# Understanding Image Space

Let's use state-of-the art [OpenCLIP](https://github.com/mlfoundations/open_clip?tab=readme-ov-file) models to embed text or images into a multi-modal vector space.

In [1]:
%pip install superlinked==37.3.0

In [2]:
from io import BytesIO

import requests
import PIL

from superlinked import framework as sl

DATA_URL: str = "https://storage.googleapis.com/superlinked-notebook-feature-image-embedding"

Let's create our dataset and load some images into it.

In [3]:
def open_image_from_public_gcs(public_url: str) -> PIL.ImageFile.ImageFile:
    # Fetch the image using the public URL
    response = requests.get(public_url, timeout=5)

    # Ensure the request was successful
    if response.status_code == 200:
        # Open the image with PIL using the downloaded bytes
        downloaded_image = PIL.Image.open(BytesIO(response.content))
        return downloaded_image
    raise requests.RequestException(
        f"Failed to fetch image. Status code: {response.status_code}",
    )


image_labels: list[str] = [
    "blue-circle",
    "blue-square",
    "red-circle",
    "red-rectangle",
    "red-circle-with-black-frame",
]

data = [
    {
        "id": image_label,
        "image": open_image_from_public_gcs(f"{DATA_URL}/{image_label}.png"),
    }
    for image_label in image_labels
]

# we will use it for querying
blue_square_image = open_image_from_public_gcs(f"{DATA_URL}/blue-square.png")
※
Request A:
Shift every coordinate in the bracketed [x, y] arrays by adding 130 to each number, and rewrite all lines of the entries from the first one through the line containing "87], [461, 96]]", inclusive, leaving every other line unchanged.
The entries that follow the notebook are unrelated to it.

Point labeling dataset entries
※
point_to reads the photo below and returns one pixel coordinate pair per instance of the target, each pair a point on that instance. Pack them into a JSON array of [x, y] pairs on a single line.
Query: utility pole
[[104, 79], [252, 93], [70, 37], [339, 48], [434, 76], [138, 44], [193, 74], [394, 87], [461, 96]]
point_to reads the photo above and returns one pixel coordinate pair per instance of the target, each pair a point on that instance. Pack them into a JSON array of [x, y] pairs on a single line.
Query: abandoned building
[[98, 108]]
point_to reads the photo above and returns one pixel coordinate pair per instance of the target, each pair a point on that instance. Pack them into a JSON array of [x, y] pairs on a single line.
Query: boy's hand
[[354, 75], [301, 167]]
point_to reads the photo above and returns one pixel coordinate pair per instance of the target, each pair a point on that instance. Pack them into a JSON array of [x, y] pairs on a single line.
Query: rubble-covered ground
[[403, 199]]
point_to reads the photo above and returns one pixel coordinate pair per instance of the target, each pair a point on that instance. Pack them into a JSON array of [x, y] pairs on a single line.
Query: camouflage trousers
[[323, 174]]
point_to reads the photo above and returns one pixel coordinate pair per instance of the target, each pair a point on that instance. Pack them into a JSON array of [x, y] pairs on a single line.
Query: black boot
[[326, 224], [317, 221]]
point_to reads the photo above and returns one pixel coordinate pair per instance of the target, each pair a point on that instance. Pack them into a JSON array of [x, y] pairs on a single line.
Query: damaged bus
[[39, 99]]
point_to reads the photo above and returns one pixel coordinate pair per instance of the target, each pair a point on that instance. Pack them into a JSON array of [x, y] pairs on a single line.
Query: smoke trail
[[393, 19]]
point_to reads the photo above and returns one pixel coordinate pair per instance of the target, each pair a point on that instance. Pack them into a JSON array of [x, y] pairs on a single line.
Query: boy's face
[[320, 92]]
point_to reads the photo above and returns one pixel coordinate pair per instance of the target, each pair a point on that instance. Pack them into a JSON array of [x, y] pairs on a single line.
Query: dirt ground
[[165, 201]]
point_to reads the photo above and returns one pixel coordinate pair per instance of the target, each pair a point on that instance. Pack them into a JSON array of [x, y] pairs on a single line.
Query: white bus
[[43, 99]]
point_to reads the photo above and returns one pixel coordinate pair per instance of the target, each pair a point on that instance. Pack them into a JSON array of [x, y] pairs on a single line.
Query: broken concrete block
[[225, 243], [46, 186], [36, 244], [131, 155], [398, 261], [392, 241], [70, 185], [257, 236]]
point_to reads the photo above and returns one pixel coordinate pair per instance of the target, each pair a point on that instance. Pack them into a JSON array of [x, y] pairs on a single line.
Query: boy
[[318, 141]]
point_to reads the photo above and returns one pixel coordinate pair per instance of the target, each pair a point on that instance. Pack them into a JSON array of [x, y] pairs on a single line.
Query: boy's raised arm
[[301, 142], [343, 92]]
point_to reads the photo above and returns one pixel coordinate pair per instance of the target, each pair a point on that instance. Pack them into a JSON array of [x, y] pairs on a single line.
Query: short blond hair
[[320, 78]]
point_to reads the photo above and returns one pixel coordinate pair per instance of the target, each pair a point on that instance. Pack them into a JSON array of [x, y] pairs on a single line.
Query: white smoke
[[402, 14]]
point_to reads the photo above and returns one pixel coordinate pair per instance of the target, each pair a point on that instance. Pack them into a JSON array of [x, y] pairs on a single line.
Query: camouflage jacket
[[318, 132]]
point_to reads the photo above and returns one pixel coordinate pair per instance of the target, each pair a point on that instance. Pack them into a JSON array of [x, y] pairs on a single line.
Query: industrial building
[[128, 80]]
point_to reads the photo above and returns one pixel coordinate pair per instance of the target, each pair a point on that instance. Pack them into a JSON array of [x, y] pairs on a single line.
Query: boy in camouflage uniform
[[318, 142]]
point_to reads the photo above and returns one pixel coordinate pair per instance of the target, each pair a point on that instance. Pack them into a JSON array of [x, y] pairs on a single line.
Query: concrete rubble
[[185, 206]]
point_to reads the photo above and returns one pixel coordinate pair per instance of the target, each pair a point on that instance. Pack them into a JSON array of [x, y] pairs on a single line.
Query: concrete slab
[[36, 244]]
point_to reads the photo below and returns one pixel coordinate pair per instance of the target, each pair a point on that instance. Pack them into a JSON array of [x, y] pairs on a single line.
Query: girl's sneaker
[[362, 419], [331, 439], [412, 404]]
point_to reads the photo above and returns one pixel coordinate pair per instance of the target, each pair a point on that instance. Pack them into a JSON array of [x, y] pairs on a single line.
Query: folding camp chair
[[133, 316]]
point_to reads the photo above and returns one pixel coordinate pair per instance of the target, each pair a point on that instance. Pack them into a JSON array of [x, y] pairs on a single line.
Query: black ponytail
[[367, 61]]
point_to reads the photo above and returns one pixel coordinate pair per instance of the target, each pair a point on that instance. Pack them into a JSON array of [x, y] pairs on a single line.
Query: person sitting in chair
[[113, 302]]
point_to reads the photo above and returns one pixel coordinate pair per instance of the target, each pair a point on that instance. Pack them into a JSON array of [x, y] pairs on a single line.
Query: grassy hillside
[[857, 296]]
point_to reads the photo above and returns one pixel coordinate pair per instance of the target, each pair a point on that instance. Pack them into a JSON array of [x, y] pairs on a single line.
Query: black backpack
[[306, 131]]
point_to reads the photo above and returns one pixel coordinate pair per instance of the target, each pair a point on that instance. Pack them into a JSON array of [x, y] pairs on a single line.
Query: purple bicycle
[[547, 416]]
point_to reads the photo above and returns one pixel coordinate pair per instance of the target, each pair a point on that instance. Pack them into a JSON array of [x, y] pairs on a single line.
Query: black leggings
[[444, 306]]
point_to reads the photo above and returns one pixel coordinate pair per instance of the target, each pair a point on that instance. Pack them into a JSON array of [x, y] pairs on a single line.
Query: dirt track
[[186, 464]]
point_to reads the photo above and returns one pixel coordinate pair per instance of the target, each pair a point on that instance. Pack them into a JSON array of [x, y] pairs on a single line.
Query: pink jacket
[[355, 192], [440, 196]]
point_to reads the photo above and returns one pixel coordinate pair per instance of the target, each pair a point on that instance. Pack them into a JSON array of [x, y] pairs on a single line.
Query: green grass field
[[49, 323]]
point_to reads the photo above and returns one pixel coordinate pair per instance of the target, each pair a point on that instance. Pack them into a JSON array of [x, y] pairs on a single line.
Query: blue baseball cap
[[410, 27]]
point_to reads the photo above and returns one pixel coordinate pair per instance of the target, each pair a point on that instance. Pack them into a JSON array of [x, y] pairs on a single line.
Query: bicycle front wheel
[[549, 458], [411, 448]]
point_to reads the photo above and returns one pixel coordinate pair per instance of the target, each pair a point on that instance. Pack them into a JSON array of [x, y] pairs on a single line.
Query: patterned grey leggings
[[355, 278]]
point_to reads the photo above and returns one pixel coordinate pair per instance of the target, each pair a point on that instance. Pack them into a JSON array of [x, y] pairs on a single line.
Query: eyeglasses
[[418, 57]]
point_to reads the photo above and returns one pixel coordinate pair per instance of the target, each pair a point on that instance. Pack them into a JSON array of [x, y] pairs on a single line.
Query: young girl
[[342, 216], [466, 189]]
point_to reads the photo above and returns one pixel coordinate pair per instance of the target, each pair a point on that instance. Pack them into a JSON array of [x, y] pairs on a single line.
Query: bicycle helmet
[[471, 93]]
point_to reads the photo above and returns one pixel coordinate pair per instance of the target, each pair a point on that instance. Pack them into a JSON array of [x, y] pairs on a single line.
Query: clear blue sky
※
Request B:
Answer these questions about the notebook:
(i) Which version of superlinked does it install?
(ii) What timeout value is passed to requests.get?
(iii) Which image file is loaded for querying?

Finished answer A:
point_to reads the photo below and returns one pixel coordinate pair per instance of the target, each pair a point on that instance. Pack them into a JSON array of [x, y] pairs on a single line.
Query: utility pole
[[234, 209], [382, 223], [200, 167], [469, 178], [564, 206], [268, 174], [323, 204], [524, 217], [591, 226]]

Finished answer B:
(i) 37.3.0
(ii) 5
(iii) blue-square.png